Rows from a box-labeling dataset:
## begin
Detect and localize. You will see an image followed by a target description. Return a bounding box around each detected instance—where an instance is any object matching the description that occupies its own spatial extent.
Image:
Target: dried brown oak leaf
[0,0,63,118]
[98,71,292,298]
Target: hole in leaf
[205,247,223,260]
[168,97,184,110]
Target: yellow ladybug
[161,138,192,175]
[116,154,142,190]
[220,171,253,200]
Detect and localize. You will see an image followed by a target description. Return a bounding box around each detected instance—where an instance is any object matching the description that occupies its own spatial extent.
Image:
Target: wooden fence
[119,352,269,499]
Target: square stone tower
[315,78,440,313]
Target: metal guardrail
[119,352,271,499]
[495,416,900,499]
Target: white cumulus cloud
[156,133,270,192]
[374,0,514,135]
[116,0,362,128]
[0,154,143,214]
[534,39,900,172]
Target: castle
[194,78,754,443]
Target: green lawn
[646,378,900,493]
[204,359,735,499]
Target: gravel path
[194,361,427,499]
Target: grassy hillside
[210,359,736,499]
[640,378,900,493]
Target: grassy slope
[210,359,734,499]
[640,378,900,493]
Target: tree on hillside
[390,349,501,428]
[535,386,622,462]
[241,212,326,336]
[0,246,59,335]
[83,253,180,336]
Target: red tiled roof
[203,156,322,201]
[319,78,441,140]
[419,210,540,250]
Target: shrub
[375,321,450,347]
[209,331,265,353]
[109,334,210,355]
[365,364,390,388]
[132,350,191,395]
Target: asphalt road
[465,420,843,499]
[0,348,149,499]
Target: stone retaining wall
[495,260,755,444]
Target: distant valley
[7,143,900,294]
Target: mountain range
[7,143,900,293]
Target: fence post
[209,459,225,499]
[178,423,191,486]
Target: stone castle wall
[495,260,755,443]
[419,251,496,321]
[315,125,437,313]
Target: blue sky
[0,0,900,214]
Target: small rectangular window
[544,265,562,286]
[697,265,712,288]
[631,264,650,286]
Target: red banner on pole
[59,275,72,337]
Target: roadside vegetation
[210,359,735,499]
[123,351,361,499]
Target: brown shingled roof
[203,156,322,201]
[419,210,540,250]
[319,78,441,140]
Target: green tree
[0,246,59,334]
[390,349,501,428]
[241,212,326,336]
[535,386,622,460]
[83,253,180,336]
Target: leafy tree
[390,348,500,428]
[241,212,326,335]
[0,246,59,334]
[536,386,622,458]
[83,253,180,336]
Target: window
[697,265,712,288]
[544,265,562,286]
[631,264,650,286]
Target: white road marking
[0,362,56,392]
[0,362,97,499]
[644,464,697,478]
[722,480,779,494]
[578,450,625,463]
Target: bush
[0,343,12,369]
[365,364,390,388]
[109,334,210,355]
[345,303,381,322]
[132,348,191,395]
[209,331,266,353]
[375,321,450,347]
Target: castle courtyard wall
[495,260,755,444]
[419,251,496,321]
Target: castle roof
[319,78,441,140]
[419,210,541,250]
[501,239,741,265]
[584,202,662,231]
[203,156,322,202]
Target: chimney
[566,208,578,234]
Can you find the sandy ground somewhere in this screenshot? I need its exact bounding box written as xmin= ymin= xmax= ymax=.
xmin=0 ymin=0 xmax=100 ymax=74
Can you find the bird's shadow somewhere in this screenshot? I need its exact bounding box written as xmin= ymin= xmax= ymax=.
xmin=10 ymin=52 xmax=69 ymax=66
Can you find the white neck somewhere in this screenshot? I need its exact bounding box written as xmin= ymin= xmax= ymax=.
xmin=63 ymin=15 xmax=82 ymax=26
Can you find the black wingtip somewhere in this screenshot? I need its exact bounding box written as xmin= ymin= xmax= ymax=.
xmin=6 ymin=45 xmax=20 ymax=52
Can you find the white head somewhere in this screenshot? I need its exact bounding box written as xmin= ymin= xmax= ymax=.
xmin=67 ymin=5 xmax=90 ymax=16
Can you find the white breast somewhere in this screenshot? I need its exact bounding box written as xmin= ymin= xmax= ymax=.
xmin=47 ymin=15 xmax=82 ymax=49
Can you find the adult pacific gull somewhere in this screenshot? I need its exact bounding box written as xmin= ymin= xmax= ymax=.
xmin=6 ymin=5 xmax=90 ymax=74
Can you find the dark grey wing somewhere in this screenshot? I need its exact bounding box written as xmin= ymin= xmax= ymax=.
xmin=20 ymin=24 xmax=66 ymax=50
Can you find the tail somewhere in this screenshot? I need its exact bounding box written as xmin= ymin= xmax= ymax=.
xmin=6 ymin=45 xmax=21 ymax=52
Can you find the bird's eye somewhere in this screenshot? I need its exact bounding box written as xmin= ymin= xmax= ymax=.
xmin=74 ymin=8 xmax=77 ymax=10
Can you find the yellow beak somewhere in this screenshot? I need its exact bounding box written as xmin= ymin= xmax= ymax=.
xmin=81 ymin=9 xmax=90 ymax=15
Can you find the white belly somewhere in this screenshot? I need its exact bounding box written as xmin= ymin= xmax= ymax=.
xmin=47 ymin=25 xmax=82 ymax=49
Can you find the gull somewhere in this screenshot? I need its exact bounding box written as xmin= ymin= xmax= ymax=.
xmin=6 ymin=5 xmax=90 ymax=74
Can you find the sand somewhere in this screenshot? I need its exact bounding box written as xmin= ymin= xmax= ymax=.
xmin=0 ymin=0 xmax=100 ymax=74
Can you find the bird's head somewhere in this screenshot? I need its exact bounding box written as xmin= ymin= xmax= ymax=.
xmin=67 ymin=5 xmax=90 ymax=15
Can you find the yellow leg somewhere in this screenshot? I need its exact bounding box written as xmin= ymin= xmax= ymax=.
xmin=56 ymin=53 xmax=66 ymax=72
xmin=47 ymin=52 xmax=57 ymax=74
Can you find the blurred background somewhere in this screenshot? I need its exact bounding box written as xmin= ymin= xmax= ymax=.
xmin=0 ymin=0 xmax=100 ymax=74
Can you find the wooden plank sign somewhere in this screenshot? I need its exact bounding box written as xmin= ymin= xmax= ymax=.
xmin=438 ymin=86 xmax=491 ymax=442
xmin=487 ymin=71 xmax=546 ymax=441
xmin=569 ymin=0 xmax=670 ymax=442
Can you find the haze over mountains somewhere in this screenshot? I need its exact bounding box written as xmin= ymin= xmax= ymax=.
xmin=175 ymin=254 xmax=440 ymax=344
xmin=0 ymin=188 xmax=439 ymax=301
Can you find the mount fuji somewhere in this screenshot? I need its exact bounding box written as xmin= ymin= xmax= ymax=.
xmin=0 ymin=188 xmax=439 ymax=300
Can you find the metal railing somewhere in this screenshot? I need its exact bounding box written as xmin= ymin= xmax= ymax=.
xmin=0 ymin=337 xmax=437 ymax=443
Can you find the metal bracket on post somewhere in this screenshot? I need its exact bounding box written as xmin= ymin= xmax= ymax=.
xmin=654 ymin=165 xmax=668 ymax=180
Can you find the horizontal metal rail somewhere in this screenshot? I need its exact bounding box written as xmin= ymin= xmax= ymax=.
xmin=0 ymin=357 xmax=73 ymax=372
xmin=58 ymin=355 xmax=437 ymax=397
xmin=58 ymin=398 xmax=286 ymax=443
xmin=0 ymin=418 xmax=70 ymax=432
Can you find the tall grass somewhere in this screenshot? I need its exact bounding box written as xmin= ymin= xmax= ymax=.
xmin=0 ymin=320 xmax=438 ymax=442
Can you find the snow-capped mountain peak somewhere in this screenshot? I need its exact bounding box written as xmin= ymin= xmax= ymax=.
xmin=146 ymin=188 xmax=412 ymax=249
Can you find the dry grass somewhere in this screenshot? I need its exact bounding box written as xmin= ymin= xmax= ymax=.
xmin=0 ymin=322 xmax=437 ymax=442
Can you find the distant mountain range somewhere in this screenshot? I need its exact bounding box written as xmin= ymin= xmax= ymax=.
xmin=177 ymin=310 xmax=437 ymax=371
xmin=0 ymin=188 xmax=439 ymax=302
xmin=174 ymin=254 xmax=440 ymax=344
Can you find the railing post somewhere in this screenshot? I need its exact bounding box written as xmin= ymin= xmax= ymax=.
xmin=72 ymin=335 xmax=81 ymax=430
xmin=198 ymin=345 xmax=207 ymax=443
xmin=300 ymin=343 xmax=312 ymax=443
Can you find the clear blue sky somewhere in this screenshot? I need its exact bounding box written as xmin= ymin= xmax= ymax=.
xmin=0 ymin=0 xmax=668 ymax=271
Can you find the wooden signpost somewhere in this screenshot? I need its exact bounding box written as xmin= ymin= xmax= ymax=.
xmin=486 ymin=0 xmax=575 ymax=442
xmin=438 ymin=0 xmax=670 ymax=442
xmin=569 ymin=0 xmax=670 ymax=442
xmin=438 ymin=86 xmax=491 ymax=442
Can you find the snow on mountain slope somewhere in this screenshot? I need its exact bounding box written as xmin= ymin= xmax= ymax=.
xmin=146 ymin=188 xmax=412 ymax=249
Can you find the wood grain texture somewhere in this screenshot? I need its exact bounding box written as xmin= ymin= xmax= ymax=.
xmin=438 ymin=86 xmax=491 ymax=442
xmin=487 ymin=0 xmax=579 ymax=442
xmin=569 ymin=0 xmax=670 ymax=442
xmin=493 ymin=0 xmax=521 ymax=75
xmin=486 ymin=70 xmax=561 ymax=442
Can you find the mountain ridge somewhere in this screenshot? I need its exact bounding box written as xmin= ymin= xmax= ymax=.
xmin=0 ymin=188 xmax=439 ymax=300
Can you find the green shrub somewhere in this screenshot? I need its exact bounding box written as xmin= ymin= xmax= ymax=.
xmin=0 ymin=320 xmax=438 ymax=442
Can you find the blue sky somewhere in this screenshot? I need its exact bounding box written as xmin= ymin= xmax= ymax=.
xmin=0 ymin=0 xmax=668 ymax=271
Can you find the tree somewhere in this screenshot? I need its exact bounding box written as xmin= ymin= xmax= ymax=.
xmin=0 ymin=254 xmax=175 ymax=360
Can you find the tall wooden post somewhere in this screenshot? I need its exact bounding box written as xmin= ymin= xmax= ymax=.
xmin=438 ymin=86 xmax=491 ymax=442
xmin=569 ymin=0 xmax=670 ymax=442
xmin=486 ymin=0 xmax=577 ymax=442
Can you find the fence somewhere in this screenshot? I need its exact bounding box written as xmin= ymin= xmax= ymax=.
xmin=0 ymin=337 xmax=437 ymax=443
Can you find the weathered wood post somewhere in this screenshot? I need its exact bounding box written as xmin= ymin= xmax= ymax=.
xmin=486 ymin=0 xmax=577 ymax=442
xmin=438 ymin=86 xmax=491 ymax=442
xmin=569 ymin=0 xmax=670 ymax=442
## end
Exercise instructions
Lay out the lines from the start of the records up to and including the line containing "[194,361,427,499]" as a two-column CSV with the headers input and output, one row per item, with its text under input and its answer under output. Put each field in double quotes and replace its line breaks with spaces.

Task solution
input,output
"Detect and localize. You will see an image followed by a target description. Return a bounding box around each detected instance—where an instance is any object matching the description that occupies its own spatial extent. Image: Target: dried brown oak leaf","[0,0,63,118] [98,71,292,298]"
"Target: hole in leaf","[205,247,223,260] [168,97,184,110]"
"Target: yellow ladybug","[161,138,192,175] [116,154,142,190] [220,171,253,200]"
"Detect and localize. You will see an image followed by a target description. Return a bounding box around each detected instance—where an instance is any object matching the description that occupies its own spatial extent. Image: Target: wooden fence","[119,352,269,499]"
"Target: square stone tower","[315,78,440,313]"
"Target: metal guardrail","[119,352,271,499] [495,416,900,499]"
"Target: white cumulus cloud","[156,133,270,192] [374,0,514,135] [116,0,362,128] [0,154,143,214] [534,39,900,172]"
"Target: castle","[194,78,754,443]"
"Target: green lawn","[646,378,900,493] [204,359,735,499]"
"Target: gravel path","[194,361,427,499]"